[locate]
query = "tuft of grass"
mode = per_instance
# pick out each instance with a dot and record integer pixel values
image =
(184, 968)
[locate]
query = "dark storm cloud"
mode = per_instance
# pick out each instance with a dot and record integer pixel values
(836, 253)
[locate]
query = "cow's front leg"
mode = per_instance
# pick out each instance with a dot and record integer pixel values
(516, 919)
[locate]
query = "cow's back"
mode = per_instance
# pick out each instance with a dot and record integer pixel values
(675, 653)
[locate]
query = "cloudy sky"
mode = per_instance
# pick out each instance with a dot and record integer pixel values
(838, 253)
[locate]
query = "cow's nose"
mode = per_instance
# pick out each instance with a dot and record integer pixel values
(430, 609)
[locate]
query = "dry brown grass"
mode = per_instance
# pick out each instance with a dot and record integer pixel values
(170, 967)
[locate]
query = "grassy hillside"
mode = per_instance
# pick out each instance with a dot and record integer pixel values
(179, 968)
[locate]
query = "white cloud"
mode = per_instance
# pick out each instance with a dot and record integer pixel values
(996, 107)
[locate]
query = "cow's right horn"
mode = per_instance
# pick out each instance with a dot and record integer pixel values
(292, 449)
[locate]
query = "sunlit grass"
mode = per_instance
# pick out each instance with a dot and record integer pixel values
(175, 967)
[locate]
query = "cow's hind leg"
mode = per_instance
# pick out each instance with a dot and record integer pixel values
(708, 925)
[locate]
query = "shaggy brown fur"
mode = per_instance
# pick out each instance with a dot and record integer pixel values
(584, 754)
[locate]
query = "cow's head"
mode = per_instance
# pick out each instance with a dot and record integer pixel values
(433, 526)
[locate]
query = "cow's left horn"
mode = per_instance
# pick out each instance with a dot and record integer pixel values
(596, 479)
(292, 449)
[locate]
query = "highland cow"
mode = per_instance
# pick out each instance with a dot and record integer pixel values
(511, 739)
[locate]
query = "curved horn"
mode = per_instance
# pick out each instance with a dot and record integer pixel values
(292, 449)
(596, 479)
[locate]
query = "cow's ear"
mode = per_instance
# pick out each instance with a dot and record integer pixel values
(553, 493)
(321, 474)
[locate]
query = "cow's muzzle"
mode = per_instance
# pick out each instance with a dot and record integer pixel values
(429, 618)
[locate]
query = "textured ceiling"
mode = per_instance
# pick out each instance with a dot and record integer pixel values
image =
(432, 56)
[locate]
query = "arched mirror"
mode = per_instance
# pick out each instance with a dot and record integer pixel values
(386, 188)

☆ ☆ ☆

Task to carry out: Every record above must be duplicated exactly.

Result below:
[locate]
query = "tuft of grass"
mode = per_instance
# pick out each instance with a dot and record integer pixel values
image =
(184, 968)
[locate]
query = "dark storm cloud"
mode = per_instance
# pick out each instance with a dot and record integer pixel values
(836, 253)
[locate]
query = "cow's front leg"
mode = per_instance
# pick out each instance with a dot and record integer pixel values
(516, 919)
[locate]
query = "cow's back"
mode = per_instance
# pick out each instance with a dot and record integer pixel values
(675, 653)
[locate]
query = "cloudy sky"
mode = per_instance
# pick out each instance with a dot and record integer pixel values
(838, 253)
[locate]
query = "cow's nose"
mode = per_instance
# pick out each instance with a dot and record integer pixel values
(430, 609)
[locate]
query = "dry brown grass"
mode = per_instance
# pick out each instance with a dot and record integer pixel values
(170, 967)
[locate]
query = "grassy hillside"
mode = per_instance
# pick out each instance with a dot and record integer pixel values
(179, 968)
[locate]
query = "white cloud"
mode = per_instance
# pick out each instance with a dot and record integer pixel values
(996, 107)
[locate]
query = "cow's right horn"
mode = per_instance
# pick out each instance with a dot and record integer pixel values
(292, 449)
[locate]
query = "sunlit grass"
mode = per_instance
# pick out each instance with a dot and record integer pixel values
(175, 967)
[locate]
query = "cow's hind leg"
mode = per_instance
# pick out each instance with a dot and record integer pixel values
(708, 925)
[locate]
query = "shaggy brown fur"
mode = per_instance
# pick out each instance with a dot and record integer pixel values
(584, 754)
[locate]
query = "cow's head"
mode = per_instance
# pick out each instance with a dot and record integer pixel values
(433, 526)
[locate]
query = "cow's left horn"
mode = per_instance
# pick out each instance with a dot and record integer pixel values
(596, 479)
(292, 449)
[locate]
query = "highland cow"
mode = per_instance
# pick out each instance with a dot and record integer pixel values
(511, 739)
[locate]
query = "curved horn"
mode = per_instance
# pick out each instance with a dot and record integer pixel values
(292, 449)
(596, 479)
[locate]
query = "cow's ear"
mode = per_instance
# pick out each instance with a dot and record integer pixel values
(553, 493)
(321, 474)
[locate]
query = "cow's muzzle"
mode = per_instance
# pick out each instance with a dot and record integer pixel values
(429, 618)
[locate]
query = "textured ceiling"
mode = per_instance
# pick out each instance with a dot and record integer pixel values
image =
(432, 56)
[locate]
query = "arched mirror"
mode = per_instance
# pick out each instance with a dot and record integer pixel values
(386, 188)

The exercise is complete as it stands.